__ЗАДАЧИ ДЛЯ РЕШЕНИЯ__
1. Назовите всех, чьим «Искушениям», согласно отрывку о Бодлере, не поддается поэт.
2. Ответьте по отрывку о Бодлере на каждый вопрос отдельной строкой:
(a) Кто навещает поэта как-то ночью?
(b) На какую страницу дана ссылка после слов о ноге, ушедшей по колено в свежую могилу?
(c) Что Бодлер противопоставляет могильному некрофилическому искусству в «Падали»?
3. Продолжите отрывок о Бодлере сразу после его последнего предложения.

__ТЕКСТ ДЛЯ ЧТЕНИЯ__

III. Предаваться досужим размышлениям о незримом, как это делает Гюго – значит «напыщенно рассказывать о вещах весьма комичных» (OC I. P. 652). Что касается Бодлера, то он явно предпочитает комично рассказывать о вещах весьма напыщенных. Действительно, как писать о столе, который все время вертится? Как, опять‐таки, считать слоги среди все тех ударов, что обрушиваются на человеческие умы? В общем и целом Бодлер выстраивает весьма эффективную машину по деспиритизации поэзии, которая могла бы позволить пройти по магнетическому потоку в обратном направлении, противопоставляя себя всяким там флюидам и сверхчувственным излияниям. Впрочем, было бы неверно полагать, что для этого упражнения Бодлер использует только стихи: в его поэмах в прозе мы встречаемся с той же самой заботой – оторваться от оккультных устремлений своего века; находим то же самое недоверие в отношении всех этих замогильных пришельцев, которое неразрывно связано с отказом поэта слепо полагаться на прогресс. Словом, Бодлер решительно отбрасывает оккультизм – и в то же время поворачивается спиной к будущему. Поэт возмущается при малейшем намеке на вторжение сверхъестественного. Мало того, что он не хочет продолжения «Семи стариков», он не поддается «Искушениям» Эроса, Плутоса и Славы, когда как‐то ночью его навещают «два величественных Сатаны и одна Дьяволица», которых он сразу же выставляет за дверь (пусть даже какое‐то время спустя ему и приходится испытать сожаление или даже раскаяние, когда в заключение он не без юмора восклицает: «Больше они никогда не возвращались – revenus»). В другой поэме в прозе, «Какая истинная?», молодая девица, едва ее похоронили, возвращается к жизни (походя «странным образом на почившую»), и поэт так же восклицает: «Нет! Нет! Нет!» Это решительное неприятие всякой призрачности на сей раз усилено такой иронической припиской: «И чтобы подчеркнуть свой отказ, я так сильно притопнул, что моя нога по колено ушла в свежую могилу» (OC I. P. 342). Бодлер всеми силами отрицает всякую идеализацию скелетов и мертвецов. В общем то же самое имело место уже в «Падали»: могильному некрофилическому искусству он противопоставляет пронизанное сексуальностью и эротизмом гниение человеческой плоти.

__МАТЕРИАЛ__

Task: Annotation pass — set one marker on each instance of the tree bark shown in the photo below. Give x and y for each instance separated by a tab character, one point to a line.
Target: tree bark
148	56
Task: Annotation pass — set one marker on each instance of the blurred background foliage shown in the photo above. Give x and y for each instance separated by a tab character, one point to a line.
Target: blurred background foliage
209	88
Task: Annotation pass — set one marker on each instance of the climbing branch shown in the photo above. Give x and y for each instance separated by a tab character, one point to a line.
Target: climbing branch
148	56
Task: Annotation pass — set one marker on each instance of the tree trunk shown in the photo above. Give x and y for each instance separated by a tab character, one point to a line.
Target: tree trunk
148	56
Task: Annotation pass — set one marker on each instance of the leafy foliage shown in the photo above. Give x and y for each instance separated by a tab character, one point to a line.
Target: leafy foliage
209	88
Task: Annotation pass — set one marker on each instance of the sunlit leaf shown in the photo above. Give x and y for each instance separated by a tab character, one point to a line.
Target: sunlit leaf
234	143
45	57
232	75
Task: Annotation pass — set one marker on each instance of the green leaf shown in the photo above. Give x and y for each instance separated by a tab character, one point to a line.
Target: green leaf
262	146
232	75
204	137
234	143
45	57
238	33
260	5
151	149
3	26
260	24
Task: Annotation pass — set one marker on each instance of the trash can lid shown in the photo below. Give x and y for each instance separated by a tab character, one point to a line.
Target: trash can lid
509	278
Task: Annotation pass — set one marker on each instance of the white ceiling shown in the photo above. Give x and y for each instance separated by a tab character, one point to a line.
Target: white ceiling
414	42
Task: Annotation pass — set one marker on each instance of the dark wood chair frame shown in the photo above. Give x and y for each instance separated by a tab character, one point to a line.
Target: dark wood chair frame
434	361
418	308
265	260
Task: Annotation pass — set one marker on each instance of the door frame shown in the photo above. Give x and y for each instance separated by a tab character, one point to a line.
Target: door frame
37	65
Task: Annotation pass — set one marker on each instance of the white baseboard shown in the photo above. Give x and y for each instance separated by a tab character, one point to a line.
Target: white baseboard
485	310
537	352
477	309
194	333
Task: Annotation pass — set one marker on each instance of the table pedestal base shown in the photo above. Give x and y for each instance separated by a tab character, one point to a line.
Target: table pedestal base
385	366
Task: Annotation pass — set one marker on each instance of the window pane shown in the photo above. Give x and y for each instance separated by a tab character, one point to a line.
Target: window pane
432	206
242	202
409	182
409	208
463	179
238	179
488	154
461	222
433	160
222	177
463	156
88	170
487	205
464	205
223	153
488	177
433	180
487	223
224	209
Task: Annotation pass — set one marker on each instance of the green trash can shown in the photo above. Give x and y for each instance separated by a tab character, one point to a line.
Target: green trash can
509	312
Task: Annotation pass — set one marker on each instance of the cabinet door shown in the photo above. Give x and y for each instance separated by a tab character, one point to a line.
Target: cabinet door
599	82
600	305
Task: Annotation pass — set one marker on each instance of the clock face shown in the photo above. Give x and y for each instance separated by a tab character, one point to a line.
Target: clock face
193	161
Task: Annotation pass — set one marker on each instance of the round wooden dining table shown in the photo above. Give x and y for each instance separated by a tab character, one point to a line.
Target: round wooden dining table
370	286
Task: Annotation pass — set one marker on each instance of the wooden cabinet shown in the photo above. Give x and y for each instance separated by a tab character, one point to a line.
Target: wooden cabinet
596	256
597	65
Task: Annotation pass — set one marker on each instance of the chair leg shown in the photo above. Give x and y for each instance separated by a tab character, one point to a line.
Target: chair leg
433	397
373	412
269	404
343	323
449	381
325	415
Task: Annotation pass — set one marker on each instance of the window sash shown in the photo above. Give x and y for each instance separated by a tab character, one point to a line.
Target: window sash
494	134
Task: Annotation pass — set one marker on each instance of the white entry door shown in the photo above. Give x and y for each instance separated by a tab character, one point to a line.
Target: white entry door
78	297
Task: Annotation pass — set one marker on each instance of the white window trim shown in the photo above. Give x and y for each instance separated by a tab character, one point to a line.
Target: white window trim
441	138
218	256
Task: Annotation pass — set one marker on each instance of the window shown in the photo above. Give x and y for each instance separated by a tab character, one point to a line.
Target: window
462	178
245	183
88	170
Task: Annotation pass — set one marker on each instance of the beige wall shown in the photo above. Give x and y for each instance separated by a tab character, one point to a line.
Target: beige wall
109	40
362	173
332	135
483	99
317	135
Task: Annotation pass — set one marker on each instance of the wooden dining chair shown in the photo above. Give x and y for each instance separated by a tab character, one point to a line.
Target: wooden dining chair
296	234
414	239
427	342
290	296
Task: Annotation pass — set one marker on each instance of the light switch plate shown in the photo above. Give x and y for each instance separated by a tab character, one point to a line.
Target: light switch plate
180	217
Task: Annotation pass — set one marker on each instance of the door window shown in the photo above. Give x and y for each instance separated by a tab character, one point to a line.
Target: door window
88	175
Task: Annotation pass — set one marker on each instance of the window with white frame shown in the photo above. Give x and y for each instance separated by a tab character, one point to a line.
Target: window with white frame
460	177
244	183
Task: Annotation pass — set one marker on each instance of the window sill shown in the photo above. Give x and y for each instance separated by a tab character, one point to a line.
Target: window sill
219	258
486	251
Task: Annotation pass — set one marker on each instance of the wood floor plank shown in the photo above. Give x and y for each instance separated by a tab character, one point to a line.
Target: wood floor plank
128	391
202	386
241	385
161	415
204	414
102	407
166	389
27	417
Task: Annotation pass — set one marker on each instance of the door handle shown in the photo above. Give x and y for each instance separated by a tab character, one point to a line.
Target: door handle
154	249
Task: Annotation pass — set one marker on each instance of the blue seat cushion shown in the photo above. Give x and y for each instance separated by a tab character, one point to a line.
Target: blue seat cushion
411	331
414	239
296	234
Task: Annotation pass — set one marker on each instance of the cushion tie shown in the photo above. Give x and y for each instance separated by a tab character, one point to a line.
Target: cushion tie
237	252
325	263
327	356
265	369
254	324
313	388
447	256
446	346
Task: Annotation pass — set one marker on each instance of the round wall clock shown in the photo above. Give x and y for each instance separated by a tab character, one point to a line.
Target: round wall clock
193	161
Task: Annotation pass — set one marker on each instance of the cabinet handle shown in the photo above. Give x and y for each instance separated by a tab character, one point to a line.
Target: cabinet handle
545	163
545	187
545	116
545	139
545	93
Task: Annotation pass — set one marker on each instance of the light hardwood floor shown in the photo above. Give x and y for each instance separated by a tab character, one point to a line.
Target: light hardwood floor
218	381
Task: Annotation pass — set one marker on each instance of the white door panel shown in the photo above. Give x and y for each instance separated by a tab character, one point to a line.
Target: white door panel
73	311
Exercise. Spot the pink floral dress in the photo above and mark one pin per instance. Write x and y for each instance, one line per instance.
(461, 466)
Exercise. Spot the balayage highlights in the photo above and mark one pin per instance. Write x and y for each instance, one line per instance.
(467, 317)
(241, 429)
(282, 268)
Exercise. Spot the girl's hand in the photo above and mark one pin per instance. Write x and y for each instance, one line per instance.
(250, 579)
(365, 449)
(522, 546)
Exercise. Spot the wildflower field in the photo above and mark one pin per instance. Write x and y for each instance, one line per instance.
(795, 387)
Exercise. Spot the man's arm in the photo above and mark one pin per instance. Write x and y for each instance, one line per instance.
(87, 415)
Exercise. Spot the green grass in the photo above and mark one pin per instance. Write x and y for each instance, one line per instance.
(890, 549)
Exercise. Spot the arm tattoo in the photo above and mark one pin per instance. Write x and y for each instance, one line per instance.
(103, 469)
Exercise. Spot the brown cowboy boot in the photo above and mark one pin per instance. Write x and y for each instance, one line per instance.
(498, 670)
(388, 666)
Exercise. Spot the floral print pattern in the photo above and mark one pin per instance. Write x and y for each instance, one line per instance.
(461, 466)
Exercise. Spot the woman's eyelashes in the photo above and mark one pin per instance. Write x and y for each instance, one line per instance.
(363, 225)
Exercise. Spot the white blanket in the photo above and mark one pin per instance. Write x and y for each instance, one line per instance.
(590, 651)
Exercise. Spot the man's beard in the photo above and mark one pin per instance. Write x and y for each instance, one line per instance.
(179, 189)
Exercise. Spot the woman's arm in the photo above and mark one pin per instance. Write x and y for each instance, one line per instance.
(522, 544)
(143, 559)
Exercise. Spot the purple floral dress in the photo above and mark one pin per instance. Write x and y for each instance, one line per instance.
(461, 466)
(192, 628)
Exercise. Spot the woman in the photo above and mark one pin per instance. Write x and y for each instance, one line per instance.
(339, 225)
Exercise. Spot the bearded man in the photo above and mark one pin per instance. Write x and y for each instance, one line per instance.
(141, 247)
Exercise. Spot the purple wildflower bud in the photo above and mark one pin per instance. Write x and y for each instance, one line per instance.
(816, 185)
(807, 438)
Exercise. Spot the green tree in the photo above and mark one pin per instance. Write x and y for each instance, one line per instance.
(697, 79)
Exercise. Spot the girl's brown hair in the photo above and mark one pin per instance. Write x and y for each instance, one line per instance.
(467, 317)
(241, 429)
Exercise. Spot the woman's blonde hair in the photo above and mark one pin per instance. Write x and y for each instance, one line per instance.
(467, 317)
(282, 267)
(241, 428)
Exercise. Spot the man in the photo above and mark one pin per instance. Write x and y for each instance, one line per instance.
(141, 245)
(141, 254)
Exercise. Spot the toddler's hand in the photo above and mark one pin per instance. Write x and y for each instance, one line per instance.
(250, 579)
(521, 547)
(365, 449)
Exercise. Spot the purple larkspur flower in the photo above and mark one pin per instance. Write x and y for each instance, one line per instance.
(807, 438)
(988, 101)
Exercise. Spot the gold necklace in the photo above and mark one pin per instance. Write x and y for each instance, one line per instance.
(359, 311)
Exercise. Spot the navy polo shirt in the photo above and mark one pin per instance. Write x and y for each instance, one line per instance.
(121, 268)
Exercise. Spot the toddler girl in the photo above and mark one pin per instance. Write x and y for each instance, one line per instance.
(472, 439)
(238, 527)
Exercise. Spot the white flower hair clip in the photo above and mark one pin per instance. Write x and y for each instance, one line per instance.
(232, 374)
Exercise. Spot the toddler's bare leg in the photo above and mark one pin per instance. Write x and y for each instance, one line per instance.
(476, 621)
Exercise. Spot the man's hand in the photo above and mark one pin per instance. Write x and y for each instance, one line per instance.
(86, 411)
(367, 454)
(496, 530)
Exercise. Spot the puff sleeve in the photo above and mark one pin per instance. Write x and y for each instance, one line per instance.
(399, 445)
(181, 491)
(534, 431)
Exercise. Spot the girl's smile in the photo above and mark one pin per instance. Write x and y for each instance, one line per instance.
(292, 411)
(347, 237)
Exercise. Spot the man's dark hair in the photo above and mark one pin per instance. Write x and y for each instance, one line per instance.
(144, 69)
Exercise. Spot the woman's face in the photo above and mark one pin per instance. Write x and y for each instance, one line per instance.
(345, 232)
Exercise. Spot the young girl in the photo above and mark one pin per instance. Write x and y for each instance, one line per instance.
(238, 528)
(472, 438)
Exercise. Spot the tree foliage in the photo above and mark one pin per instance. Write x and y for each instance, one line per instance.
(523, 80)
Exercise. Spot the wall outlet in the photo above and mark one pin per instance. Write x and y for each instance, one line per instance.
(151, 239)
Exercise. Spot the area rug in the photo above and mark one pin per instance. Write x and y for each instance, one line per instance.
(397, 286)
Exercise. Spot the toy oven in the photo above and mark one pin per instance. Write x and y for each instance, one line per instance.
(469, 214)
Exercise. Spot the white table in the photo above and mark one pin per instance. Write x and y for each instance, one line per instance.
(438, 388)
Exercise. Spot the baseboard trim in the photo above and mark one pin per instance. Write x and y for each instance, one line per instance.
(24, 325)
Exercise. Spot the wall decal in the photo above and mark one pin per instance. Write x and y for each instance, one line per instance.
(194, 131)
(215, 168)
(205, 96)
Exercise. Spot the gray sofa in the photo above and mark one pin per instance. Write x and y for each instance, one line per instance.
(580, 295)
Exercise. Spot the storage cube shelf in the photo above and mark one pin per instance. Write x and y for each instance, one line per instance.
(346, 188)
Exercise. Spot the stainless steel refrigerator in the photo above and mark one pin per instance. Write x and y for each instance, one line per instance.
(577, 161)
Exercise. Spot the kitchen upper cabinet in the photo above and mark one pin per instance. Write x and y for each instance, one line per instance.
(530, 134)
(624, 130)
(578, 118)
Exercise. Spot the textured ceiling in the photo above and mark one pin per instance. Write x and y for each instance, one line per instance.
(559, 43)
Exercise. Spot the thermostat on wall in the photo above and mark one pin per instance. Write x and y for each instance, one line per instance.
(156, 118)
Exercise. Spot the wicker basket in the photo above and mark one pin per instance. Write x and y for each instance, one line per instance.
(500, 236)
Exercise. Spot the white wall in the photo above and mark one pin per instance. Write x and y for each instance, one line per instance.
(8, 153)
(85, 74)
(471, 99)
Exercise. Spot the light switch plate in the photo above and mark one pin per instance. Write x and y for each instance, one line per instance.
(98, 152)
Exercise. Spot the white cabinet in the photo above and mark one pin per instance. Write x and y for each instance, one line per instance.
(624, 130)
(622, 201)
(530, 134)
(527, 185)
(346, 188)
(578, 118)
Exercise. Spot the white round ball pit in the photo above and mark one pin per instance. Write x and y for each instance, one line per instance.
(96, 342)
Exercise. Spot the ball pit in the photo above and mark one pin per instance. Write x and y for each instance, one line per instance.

__ОТВЕТЫ__
1. Эрос, Плутос и Слава.

2.
(a) Два величественных Сатаны и одна Дьяволица.
(b) OC I. P. 342.
(c) Пронизанное сексуальностью и эротизмом гниение человеческой плоти.

3.
Обратимся еще раз к «Семи старикам». Что происходит после того, как поэт, «отчаявшись как пьяница, у которого двоится в глазах», возвращается домой и запирает дверь от возможного явления двоящихся старцев? На первый взгляд ничего особенного не происходит: мы узнаем лишь, что рассудок поэта того и гляди расстроится. Но странное дело: Бодлер счел возможным написать своего рода продолжение этой поэмы. Речь идет о небольшой пьесе в прозе, опубликованной тремя годами позднее под названием «Двойная комната». Содержание поэмы объясняют, как правило, воздействием гашиша:175 поэт видит свой более чем скромный интерьер в свете некой напыщенности и магичности, пока кто‐то не заходит в комнату, грубо прерывая его грезы, и не возвращает размечтавшегося поэта к унылой действительности.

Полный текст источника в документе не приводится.